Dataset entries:
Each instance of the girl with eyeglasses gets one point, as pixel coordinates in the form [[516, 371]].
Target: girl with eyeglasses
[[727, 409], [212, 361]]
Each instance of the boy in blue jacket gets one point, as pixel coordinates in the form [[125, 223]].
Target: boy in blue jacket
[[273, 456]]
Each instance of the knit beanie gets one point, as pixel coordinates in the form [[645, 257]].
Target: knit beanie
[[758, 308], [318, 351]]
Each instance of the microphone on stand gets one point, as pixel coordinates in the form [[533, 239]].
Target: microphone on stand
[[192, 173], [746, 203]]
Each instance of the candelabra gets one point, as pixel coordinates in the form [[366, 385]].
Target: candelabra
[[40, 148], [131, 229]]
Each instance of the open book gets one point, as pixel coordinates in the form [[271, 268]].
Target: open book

*Activity*. How many lines in the data above contain the word "open"? Reply with only that figure.

*Response area*. 2